— Excerpts from location labeling data —
▶

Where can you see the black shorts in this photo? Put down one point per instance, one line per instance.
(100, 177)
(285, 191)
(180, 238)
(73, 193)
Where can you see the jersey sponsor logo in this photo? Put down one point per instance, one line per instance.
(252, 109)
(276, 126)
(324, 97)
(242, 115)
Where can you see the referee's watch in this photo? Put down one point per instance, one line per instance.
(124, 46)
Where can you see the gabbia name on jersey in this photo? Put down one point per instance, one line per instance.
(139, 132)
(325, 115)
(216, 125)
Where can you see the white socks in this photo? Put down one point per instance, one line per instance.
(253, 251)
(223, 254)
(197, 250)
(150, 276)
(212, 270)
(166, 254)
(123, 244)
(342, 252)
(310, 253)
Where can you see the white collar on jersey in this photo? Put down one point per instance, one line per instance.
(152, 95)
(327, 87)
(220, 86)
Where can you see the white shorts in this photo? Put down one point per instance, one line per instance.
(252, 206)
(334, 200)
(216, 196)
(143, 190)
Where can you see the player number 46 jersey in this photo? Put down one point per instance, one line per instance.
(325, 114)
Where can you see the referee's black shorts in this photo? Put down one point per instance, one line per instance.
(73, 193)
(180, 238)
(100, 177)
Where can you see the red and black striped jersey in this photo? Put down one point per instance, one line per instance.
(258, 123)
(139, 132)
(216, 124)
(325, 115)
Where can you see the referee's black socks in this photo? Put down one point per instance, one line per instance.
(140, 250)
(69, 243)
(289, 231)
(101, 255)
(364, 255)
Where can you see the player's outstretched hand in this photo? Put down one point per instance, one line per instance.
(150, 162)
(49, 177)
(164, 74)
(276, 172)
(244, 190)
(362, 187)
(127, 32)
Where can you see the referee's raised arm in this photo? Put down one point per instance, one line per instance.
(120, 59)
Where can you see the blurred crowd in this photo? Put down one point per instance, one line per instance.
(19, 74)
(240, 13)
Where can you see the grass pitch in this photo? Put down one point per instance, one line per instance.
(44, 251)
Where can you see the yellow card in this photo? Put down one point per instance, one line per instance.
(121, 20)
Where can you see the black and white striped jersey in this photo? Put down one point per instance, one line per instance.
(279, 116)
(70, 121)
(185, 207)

◀

— Aim of the task —
Output every line of the data above verbatim, changing nothing.

— Task response —
Where can you see the black shorts in this photo? Put down one point per instance, one line per instance.
(100, 177)
(285, 191)
(180, 238)
(73, 193)
Where can you see the jersey sponsor logo in this photo? Put down one point per instance, one line per instance.
(252, 109)
(276, 126)
(324, 97)
(242, 115)
Where can you see the referee's watch in this photo? Put down one point per instance, one line per instance.
(124, 46)
Where can you see the gabbia name on jersey in this photo? Put down one point per instance, one line per instance.
(139, 132)
(325, 115)
(216, 125)
Where can you see the white socks in this photo? Put down one point per instance, one line per instance.
(253, 251)
(223, 254)
(197, 250)
(150, 276)
(212, 270)
(166, 254)
(123, 244)
(342, 252)
(310, 253)
Where can you see the white collar on jersey in this photo? Put down one point per instance, one line per instance.
(152, 95)
(327, 87)
(220, 86)
Where can you see the white shorts in this photo? Put down one point per instance, one line per instance.
(252, 206)
(334, 200)
(216, 196)
(143, 190)
Where can you see the player number 46 jersey in this photo? Put down one point per instance, one line per instance.
(325, 114)
Where can you see the referee's black shorts in this photo? Put down one point per instance, one line per instance.
(73, 193)
(180, 238)
(100, 177)
Where can you see the red and black striped jersey in this photo? Put down one point per instance, one line per instance.
(258, 123)
(139, 132)
(216, 124)
(325, 115)
Where can you see the referee's black socks in this photo? Put down one point per instance, one line per instance.
(140, 250)
(69, 243)
(289, 231)
(101, 255)
(364, 255)
Where can you see the player's outstretched hand in this photo? Put down one point per instance, one line per instance.
(150, 162)
(49, 177)
(164, 74)
(276, 172)
(244, 190)
(362, 187)
(127, 32)
Where can you see the referee's raised arm in this photo? Put down one point per instance, one line per instance.
(120, 59)
Where can you see the blurred crowd in this photo? Put down one point per instance, one line per instance.
(19, 74)
(240, 13)
Where can you see the grass pitch in this photo? Put down one point per instance, one line per instance.
(44, 251)
Where can you see the yellow card in this photo? Put down one point per instance, one line per instance.
(121, 20)
Where can you see the black and white striped jersey in this photo? Put down one point per instance, one line per instance.
(279, 116)
(70, 121)
(185, 207)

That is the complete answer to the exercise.